## What you will do
Format each line of the entries below as one string in a JSON list, omitting any blank lines.

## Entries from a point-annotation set
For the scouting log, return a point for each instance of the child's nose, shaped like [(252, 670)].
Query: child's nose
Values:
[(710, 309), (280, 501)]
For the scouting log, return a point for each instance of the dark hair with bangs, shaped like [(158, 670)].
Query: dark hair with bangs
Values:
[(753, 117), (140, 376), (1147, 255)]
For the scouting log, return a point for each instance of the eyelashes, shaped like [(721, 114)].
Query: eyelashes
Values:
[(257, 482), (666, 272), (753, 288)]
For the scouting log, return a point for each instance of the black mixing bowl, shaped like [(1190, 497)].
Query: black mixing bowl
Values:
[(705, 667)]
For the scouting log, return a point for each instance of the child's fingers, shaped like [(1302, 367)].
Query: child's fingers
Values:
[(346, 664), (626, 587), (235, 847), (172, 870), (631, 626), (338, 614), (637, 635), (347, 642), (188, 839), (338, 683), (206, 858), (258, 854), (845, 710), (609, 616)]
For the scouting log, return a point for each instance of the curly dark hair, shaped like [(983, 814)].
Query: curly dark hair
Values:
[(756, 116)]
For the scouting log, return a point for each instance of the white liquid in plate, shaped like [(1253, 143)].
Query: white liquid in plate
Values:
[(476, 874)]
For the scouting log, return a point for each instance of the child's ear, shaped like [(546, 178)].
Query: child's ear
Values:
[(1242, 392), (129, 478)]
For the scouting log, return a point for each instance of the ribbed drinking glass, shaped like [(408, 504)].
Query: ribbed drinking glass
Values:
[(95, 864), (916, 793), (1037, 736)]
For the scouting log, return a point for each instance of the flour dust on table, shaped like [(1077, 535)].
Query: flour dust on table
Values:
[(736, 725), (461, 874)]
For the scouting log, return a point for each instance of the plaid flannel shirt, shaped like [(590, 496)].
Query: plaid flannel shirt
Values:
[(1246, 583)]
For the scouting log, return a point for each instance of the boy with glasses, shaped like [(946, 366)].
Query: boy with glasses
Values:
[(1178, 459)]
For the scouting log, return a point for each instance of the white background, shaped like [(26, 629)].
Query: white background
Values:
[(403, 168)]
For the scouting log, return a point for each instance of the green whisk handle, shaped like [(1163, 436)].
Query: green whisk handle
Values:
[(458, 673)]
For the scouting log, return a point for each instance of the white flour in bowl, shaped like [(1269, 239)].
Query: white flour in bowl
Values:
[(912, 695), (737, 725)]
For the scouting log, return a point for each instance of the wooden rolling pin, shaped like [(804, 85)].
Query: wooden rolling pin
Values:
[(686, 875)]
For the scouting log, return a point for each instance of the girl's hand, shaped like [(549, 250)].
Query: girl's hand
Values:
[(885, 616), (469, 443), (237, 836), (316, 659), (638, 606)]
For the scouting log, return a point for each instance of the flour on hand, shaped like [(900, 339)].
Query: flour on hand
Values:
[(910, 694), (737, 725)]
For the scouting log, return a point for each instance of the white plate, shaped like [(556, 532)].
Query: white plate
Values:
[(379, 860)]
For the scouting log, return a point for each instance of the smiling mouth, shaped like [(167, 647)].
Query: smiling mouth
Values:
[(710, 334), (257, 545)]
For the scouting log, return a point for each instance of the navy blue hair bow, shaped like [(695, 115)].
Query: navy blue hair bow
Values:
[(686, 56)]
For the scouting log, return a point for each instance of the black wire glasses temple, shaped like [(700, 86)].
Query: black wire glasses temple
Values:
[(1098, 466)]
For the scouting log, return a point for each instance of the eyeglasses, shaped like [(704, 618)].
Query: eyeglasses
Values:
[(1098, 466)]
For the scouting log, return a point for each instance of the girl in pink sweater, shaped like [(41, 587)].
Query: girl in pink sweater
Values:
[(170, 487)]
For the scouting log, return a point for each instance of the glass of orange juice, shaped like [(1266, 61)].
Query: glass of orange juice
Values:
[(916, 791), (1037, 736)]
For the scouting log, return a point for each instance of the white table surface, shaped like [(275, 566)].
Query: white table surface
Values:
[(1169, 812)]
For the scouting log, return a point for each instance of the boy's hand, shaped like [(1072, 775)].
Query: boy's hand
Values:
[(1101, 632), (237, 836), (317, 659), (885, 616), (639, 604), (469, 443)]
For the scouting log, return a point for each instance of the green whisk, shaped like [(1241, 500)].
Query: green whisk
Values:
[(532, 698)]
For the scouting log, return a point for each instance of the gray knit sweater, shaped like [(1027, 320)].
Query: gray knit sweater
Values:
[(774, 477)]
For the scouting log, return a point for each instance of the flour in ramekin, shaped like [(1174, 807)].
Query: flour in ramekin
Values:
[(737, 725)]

## Result of the exercise
[
  "For the scouting log, return a point for each instance of the child's nose, shaped like [(252, 670)].",
  "Query: child's nose",
  "Values:",
  "[(710, 309), (280, 501)]",
  "For the scouting log, return a point for each instance of the dark hair with bangs, shaped like [(158, 670)].",
  "Query: dark hair with bangs",
  "Values:",
  "[(753, 117), (140, 376), (1147, 255)]",
  "For the scouting log, return a point for each instance of the eyelashes, shaped like [(721, 114)].",
  "Query: eyelashes",
  "Values:",
  "[(257, 482), (666, 272), (753, 288)]",
  "For the scouting log, return a point for each instance of the black mixing bowl, shaped like [(1190, 497)].",
  "Query: black mixing bowl",
  "Values:",
  "[(705, 667)]",
  "For the scouting log, return a point for each instance of the child's fingers, shaped like [(1302, 367)].",
  "Query: child's fingers",
  "Values:",
  "[(346, 664), (626, 587), (235, 847), (172, 870), (631, 626), (338, 614), (637, 635), (347, 642), (188, 839), (338, 683), (206, 858), (258, 854), (845, 710), (609, 616)]",
  "For the scouting log, return a point for each instance of the curly dark hair, shaped like [(983, 814)].",
  "Query: curly dark hair",
  "Values:",
  "[(756, 116)]",
  "For the scouting log, return a point for each instance of the white liquid in plate, shaped like [(1253, 143)].",
  "Query: white liquid in plate",
  "Values:",
  "[(476, 874)]",
  "For the scouting log, return a point for each instance of the child's ear, shaped like [(546, 178)].",
  "Query: child's ear",
  "Values:",
  "[(1242, 392), (129, 478)]",
  "For the scouting log, return a point for each instance of the ribbed drinking glass, shaped like [(408, 504)].",
  "Query: ribbed drinking glass",
  "Values:",
  "[(95, 864), (916, 793), (1037, 736)]",
  "For the scouting log, return a point for each instance of the flour dust on table, shaped like [(1077, 535)].",
  "Query: flour dust on table",
  "Values:",
  "[(736, 725), (461, 874)]",
  "For the scouting log, return a point for each instance of the plaid flannel shirt, shaped like [(590, 496)].",
  "Query: plaid flannel shirt",
  "Values:",
  "[(1246, 583)]",
  "For the scouting log, return a point for each instance of the boy with glasses, shaped like [(946, 366)].",
  "Query: boy with glasses",
  "Values:",
  "[(1178, 459)]",
  "For the scouting log, return a point for each instance of the white background, shaped like [(26, 629)].",
  "Query: white background",
  "Values:",
  "[(403, 168)]",
  "For the scouting log, return a point for each instance of the green whisk handle, shaped like [(1163, 436)].",
  "Query: green whisk handle",
  "Values:",
  "[(458, 673)]",
  "For the scouting log, return a point for each instance of the white flour in bowl, shaped like [(1269, 239)].",
  "Query: white flour in bowl",
  "Values:",
  "[(912, 695), (737, 725)]",
  "For the scouting log, return a point for each instance of the wooden rolling pin, shaped like [(804, 85)].",
  "Query: wooden rolling pin",
  "Values:",
  "[(686, 875)]",
  "For the scouting log, return a point for each instance of the girl's hand, shaped like [(549, 250)].",
  "Query: girl's hand",
  "Values:",
  "[(885, 616), (469, 443), (237, 836), (316, 659), (638, 606)]",
  "For the scouting log, return a point for each instance of the flour on hand, shaped like [(900, 339)].",
  "Query: flour on hand",
  "Values:",
  "[(910, 694), (737, 725)]",
  "For the scouting log, return a point for each instance of the white plate, shaped like [(556, 532)].",
  "Query: white plate",
  "Values:",
  "[(379, 860)]",
  "For the scouting log, return a point for each instance of the smiling mouth, shaped like [(167, 647)].",
  "Query: smiling mouth",
  "Values:",
  "[(710, 334), (257, 545)]",
  "For the scouting log, return a point for each instance of the navy blue hair bow, shaped like [(695, 115)].",
  "Query: navy blue hair bow",
  "Values:",
  "[(686, 56)]",
  "For the scouting log, return a point for each instance of the black wire glasses temple, shaped like [(700, 86)].",
  "Query: black wire glasses temple",
  "Values:",
  "[(1098, 466)]",
  "For the scouting log, return a point for each instance of the eyeglasses, shaped like [(704, 618)].",
  "Query: eyeglasses",
  "Values:",
  "[(1098, 466)]",
  "For the scouting log, return a point for each instance of the girl in pink sweater, shaped like [(41, 587)].",
  "Query: girl in pink sweater",
  "Values:",
  "[(170, 487)]",
  "For the scouting log, return a point for each instance of the glass of orange juice, shaped like [(1266, 61)].",
  "Query: glass of orange juice",
  "Values:",
  "[(916, 791), (1037, 736)]",
  "For the scouting log, return a point for each instance of the white table surface, shaped like [(275, 566)].",
  "Query: white table surface",
  "Values:",
  "[(1169, 812)]",
  "For the scouting log, return a point for each instance of the boy's hand, shaped like [(1072, 775)].",
  "Query: boy's hand",
  "Values:",
  "[(1101, 632), (237, 836), (317, 659), (885, 616), (639, 604), (469, 443)]",
  "For the scouting log, return a point for each instance of the green whisk, shaped like [(1241, 500)].",
  "Query: green whisk",
  "Values:",
  "[(532, 698)]",
  "For the scouting log, return a point for each instance of the gray knit sweater, shaped like [(1027, 320)].",
  "Query: gray knit sweater",
  "Values:",
  "[(774, 477)]",
  "For the scouting log, return a point for each instance of the flour in ramekin, shaped like [(1174, 807)].",
  "Query: flour in ramekin",
  "Values:",
  "[(737, 725)]"
]